### WHAT IS REQUIRED
The data below must be copied in full and without any change.

### PROVIDED ENTRIES
------------------------------

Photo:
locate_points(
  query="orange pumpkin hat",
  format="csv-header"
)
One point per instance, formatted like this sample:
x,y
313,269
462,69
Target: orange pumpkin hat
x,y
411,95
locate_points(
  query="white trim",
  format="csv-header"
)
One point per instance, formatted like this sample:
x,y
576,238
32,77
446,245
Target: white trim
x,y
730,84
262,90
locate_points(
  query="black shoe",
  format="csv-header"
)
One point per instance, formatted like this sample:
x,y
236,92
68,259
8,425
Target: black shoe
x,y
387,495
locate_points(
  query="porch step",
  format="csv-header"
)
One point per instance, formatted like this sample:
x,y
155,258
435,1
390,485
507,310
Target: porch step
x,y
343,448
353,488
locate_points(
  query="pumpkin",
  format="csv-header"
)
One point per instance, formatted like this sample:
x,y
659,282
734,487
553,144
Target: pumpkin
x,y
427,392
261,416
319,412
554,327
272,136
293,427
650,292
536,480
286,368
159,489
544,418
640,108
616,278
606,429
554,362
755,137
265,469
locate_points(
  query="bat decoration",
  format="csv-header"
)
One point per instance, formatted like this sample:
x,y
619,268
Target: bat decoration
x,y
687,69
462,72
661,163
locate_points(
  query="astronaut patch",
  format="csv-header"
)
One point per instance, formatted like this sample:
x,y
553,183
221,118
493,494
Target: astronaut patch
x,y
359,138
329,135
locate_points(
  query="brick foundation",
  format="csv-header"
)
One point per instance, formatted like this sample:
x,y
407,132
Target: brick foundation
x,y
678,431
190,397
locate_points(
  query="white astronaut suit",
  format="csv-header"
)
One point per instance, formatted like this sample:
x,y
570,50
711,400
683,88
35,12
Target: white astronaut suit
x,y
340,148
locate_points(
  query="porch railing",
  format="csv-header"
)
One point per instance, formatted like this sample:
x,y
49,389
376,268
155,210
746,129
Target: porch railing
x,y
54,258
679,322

------------------------------

### RESPONSE
Photo:
locate_points(
  query="orange pumpkin hat",
  format="csv-header"
)
One point per instance, formatted like this sample:
x,y
313,269
462,69
Target: orange pumpkin hat
x,y
411,95
locate_points(
  query="white trim",
  format="csv-header"
)
One point per instance, formatted like this sample:
x,y
576,238
32,77
446,245
Target: white trim
x,y
730,84
262,90
locate_points(
  query="black shoe",
  format="csv-header"
)
One point per instance, formatted like this sample:
x,y
236,92
68,259
8,425
Target: black shoe
x,y
387,495
locate_points(
  query="porch step",
  format="csv-header"
)
One point per instance, formatted like this sample:
x,y
155,258
435,1
390,485
507,310
Target: porch step
x,y
343,448
353,488
locate_points(
  query="pumpkin",
  format="csv-header"
)
One point per instance, formatted like this sample:
x,y
659,282
734,487
553,144
Target: pumpkin
x,y
427,392
261,416
319,412
554,327
272,136
293,427
650,292
536,480
286,368
159,489
544,418
640,108
616,278
606,429
554,362
755,137
265,469
locate_points(
  query="bat decoration",
  format="csv-header"
)
One point per instance, formatted like this sample:
x,y
619,268
Target: bat decoration
x,y
687,69
462,72
661,163
locate_points(
  query="astronaut patch",
  format="csv-header"
)
One point per instance, formatted like this sample:
x,y
553,183
221,118
493,494
Target: astronaut patch
x,y
359,138
329,135
locate_points(
  query="brick foundation",
  format="csv-header"
)
One point per instance, formatted like this sample:
x,y
407,132
Target: brick foundation
x,y
678,431
190,397
locate_points(
  query="white astronaut suit",
  format="csv-header"
)
One point per instance, formatted like this sample:
x,y
570,50
711,400
683,88
35,12
Target: white astronaut suit
x,y
340,148
locate_points(
  query="porch railing",
  format="csv-header"
)
One point per instance, formatted like this sample:
x,y
49,389
376,268
155,210
746,129
Target: porch railing
x,y
54,258
679,322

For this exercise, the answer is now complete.